- **Work to be completed**
Answer these questions using the text on Kranji State Cemetery:
(a) What number of graves does the details list give?
(b) What area does the cemetery cover?
(c) Which body maintains the war graves sections?

- Interactive map of Kranji State Cemetery

Details
- Location: Singapore
- Country: Singapore
- Coordinates: 1°25′10″N 103°45′26″E﻿ / ﻿1.4195°N 103.7572°E
- Type: National
- Owned by: National Environment Agency
- No. of graves: 3
- Find a Grave: Kranji State Cemetery

= Kranji State Cemetery =

Cemetery in Singapore

The Kranji State Cemetery (克兰芝国家公墓; Tanah Perkuburan Negara Kranji; கிராஞ்சி மாநில கல்லறையில்) is a national cemetery of Singapore, located at Kranji near Kranji War Cemetery in northwestern Singapore.

With an area of 2 acre, the Kranji State Cemetery is reserved for the burial of persons who have made a significant contribution to Singapore, and is maintained by the National Environment Agency. War graves sections are maintained by the Commonwealth War Graves Commission.

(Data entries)
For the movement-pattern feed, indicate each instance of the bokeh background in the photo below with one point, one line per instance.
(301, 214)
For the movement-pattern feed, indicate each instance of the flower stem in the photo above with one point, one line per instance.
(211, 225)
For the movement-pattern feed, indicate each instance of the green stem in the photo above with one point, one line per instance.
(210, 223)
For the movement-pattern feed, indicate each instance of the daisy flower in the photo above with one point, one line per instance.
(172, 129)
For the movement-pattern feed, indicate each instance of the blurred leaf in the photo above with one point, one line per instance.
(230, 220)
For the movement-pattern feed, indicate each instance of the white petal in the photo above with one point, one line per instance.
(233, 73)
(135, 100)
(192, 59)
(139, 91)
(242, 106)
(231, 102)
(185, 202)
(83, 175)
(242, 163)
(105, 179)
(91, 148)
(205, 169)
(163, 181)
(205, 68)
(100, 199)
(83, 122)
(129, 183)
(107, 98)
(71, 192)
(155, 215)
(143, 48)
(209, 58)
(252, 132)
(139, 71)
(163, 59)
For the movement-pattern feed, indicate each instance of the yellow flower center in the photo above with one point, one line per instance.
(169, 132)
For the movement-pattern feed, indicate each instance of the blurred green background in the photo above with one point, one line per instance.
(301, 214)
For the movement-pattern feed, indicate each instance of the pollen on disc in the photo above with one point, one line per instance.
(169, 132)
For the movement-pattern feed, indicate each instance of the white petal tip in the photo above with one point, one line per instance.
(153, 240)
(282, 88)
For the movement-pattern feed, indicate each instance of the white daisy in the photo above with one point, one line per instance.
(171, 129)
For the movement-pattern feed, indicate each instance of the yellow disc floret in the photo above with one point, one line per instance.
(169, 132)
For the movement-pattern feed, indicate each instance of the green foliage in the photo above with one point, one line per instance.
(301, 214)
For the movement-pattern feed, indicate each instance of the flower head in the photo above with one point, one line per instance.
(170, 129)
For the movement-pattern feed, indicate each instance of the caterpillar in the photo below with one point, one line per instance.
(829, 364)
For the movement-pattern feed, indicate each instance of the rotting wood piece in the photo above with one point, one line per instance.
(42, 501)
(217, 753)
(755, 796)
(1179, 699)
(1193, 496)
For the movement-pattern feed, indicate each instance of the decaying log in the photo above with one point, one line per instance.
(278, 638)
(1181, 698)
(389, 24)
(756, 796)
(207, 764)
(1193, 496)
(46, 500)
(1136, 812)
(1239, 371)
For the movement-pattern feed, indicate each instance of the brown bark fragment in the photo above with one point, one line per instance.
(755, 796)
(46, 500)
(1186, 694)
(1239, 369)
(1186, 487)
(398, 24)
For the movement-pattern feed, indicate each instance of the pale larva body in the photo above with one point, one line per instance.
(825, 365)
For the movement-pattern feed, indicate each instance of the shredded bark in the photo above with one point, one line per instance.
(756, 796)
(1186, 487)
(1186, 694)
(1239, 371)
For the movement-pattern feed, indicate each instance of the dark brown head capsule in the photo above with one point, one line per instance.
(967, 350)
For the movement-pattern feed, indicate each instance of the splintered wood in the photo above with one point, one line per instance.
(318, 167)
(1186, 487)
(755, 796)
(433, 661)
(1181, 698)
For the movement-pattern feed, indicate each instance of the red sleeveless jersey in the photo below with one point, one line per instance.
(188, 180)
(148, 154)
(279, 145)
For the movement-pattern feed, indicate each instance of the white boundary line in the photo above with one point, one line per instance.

- **Full response**
(a) 3
(b) 2 acre
(c) The Commonwealth War Graves Commission